→ **Given entries**
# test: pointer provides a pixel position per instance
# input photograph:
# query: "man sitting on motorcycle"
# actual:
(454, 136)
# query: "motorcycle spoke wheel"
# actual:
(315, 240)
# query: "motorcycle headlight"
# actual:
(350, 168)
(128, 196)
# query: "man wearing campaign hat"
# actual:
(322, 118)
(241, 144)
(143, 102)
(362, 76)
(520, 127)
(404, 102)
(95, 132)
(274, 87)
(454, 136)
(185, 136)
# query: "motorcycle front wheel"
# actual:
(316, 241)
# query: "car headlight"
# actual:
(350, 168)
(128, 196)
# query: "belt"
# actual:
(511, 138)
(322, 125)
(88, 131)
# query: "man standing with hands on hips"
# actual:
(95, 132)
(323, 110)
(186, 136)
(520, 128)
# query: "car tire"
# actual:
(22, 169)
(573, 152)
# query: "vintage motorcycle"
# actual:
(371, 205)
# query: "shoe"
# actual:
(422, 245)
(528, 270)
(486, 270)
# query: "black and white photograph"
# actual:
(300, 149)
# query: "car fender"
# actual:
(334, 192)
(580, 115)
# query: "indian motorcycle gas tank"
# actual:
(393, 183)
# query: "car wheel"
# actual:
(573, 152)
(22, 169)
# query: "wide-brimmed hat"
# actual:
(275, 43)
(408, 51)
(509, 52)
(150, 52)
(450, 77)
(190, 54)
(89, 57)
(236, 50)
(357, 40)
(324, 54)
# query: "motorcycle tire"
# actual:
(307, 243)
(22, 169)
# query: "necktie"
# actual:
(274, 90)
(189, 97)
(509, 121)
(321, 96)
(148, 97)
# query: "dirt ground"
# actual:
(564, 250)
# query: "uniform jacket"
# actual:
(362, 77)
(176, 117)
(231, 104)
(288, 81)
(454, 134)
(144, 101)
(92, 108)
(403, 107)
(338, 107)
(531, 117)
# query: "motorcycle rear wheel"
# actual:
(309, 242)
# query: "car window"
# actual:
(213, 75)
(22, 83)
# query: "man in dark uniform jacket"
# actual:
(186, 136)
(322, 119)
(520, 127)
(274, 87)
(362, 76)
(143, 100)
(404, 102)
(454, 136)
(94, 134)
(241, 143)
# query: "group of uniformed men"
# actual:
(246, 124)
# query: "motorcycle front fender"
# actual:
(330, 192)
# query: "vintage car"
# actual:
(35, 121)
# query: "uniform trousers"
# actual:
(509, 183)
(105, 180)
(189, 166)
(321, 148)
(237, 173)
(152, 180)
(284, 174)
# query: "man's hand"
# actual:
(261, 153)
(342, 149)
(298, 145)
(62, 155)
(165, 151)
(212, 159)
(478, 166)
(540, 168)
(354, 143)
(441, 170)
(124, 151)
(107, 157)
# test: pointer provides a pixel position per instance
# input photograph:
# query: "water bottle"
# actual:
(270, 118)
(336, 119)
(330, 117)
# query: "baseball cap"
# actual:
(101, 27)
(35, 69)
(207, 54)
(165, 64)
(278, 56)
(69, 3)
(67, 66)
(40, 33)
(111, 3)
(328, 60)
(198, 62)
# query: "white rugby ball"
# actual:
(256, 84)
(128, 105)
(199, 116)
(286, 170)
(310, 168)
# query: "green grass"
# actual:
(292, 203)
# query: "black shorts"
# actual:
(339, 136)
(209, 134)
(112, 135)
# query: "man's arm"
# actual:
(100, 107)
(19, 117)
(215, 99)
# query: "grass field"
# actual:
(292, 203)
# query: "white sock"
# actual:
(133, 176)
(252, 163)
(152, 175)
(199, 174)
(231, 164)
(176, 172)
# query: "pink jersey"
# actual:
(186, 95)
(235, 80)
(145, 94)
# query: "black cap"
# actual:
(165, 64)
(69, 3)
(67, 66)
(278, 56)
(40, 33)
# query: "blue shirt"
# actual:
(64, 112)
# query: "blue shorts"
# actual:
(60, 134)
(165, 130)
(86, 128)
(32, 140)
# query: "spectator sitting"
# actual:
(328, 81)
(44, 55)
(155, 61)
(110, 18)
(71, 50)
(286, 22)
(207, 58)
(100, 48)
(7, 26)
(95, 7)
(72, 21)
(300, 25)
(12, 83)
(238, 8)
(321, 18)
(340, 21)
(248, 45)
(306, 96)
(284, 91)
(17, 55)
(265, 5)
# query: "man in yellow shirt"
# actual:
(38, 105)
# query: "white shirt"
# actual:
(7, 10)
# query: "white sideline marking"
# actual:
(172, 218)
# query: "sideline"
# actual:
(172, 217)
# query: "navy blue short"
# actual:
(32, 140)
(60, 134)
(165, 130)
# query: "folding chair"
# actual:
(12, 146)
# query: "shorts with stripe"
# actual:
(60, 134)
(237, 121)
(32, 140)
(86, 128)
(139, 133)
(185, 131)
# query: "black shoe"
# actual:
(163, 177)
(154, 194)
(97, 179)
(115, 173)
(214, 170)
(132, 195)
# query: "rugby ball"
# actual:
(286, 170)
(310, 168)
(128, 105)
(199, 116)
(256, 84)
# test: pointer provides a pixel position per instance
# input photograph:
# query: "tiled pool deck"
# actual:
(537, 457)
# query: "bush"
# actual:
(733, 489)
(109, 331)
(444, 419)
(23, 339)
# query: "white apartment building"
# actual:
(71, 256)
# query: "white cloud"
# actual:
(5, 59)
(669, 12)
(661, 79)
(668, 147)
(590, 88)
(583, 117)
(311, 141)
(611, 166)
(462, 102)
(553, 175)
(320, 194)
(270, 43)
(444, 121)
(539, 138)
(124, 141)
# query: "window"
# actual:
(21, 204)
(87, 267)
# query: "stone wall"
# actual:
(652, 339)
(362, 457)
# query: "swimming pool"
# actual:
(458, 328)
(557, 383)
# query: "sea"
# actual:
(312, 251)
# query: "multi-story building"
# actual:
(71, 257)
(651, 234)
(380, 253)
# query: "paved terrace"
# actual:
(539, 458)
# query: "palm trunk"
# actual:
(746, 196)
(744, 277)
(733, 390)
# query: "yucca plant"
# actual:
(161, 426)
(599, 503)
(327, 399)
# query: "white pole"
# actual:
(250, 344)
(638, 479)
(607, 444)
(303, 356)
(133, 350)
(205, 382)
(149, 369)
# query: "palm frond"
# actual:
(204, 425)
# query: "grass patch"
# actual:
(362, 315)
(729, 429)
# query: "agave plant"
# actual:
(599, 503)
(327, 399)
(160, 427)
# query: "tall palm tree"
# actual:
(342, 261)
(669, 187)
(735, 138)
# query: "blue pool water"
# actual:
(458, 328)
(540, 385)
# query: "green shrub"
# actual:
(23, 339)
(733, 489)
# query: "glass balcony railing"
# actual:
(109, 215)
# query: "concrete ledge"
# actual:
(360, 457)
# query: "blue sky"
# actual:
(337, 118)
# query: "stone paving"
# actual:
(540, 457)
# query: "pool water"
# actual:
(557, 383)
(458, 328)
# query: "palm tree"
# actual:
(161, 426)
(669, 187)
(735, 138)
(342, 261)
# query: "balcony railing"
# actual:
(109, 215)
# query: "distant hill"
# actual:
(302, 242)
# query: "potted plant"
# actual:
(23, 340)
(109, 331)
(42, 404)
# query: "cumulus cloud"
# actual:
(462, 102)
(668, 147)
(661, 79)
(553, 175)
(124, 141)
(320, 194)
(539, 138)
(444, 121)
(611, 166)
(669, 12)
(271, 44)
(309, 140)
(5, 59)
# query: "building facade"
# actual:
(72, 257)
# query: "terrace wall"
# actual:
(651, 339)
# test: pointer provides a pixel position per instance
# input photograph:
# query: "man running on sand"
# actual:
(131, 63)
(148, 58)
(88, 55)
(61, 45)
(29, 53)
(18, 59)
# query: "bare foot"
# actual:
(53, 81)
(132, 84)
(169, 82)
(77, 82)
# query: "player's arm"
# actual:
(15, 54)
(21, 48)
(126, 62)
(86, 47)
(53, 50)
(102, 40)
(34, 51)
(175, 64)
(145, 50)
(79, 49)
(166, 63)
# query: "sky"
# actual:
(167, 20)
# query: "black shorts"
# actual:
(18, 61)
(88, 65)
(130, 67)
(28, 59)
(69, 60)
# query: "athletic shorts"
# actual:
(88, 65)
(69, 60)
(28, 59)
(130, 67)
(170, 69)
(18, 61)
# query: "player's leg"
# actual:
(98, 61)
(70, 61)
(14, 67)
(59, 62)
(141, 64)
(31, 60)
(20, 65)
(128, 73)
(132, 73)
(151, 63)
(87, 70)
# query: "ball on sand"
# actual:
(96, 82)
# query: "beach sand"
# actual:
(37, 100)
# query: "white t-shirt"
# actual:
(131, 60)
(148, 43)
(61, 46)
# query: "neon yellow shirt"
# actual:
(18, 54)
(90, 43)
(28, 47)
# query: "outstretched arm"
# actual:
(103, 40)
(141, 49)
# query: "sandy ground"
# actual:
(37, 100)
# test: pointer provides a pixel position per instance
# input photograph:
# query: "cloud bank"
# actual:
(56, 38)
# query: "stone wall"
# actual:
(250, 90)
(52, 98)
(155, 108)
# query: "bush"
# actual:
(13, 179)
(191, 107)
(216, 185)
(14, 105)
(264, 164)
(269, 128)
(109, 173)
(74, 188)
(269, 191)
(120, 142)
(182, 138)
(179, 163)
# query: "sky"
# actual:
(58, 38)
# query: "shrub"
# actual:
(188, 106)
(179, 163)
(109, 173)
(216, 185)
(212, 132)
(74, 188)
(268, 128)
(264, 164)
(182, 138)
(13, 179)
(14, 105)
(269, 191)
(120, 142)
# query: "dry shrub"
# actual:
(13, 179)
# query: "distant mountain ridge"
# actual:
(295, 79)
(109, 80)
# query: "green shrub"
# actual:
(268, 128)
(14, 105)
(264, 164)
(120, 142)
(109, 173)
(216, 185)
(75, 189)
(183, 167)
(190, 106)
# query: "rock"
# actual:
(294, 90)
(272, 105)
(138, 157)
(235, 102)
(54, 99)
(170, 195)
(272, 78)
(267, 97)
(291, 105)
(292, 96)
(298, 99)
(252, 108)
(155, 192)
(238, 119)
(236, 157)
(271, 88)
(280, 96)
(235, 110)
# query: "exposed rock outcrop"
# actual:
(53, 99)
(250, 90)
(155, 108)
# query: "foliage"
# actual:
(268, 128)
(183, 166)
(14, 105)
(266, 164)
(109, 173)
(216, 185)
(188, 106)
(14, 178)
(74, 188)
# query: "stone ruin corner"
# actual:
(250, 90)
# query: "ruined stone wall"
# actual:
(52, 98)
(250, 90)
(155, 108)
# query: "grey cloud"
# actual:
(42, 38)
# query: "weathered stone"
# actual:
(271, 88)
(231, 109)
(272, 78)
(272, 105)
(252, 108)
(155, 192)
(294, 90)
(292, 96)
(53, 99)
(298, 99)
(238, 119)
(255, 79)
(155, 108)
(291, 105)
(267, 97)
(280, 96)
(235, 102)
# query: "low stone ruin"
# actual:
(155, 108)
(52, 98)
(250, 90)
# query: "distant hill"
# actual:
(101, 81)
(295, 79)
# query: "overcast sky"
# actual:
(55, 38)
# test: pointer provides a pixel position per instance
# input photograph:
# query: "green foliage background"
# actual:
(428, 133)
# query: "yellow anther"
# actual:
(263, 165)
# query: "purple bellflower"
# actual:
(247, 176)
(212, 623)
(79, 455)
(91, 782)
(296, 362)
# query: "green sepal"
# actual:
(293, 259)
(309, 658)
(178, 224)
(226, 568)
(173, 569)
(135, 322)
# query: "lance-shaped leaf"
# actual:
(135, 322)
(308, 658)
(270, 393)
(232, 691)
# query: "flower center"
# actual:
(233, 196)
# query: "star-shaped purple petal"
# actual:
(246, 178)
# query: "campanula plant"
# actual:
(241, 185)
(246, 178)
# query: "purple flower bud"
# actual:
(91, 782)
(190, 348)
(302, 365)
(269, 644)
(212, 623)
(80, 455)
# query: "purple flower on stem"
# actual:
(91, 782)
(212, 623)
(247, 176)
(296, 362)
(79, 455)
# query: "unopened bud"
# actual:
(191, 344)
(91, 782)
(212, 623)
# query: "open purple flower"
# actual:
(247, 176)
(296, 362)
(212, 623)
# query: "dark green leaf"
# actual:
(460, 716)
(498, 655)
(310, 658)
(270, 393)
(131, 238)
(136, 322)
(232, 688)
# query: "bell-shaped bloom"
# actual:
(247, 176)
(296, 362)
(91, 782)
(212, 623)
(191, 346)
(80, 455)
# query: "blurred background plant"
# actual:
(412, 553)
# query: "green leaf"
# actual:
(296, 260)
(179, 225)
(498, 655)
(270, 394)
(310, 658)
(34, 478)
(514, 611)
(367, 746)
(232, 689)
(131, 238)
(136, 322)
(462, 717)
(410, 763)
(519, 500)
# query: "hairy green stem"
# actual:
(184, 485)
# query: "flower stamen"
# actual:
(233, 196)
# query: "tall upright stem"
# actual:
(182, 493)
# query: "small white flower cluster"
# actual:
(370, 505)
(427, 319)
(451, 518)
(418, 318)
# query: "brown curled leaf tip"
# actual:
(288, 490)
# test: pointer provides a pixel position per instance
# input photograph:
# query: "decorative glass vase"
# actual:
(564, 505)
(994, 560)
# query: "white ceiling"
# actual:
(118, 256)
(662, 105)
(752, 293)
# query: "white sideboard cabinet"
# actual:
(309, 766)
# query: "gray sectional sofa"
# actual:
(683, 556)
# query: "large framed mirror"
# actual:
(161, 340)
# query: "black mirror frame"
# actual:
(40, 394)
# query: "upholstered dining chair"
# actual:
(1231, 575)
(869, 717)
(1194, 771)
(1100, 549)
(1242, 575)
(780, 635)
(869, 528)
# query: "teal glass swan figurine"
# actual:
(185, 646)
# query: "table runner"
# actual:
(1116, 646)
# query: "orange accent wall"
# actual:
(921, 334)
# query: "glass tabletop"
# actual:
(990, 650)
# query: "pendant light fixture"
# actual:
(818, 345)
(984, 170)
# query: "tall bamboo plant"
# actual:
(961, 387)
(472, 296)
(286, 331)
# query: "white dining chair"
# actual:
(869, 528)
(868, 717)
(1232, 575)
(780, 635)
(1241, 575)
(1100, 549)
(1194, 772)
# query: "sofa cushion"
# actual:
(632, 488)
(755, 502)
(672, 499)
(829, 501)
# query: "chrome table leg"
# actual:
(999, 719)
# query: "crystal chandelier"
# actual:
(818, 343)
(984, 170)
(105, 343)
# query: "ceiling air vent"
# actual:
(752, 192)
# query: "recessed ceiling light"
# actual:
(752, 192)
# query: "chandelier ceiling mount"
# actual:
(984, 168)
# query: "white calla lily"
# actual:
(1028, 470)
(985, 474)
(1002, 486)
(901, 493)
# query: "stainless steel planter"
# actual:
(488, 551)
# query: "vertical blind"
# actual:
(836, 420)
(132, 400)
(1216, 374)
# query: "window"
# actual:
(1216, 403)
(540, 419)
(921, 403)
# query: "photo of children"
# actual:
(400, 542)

→ **To do**
Extract each line of the records that contains the string "shirt".

→ **Worked answer**
# query: "blue shirt"
# query: "man in yellow shirt"
# query: "white shirt"
# query: "white t-shirt"
# query: "neon yellow shirt"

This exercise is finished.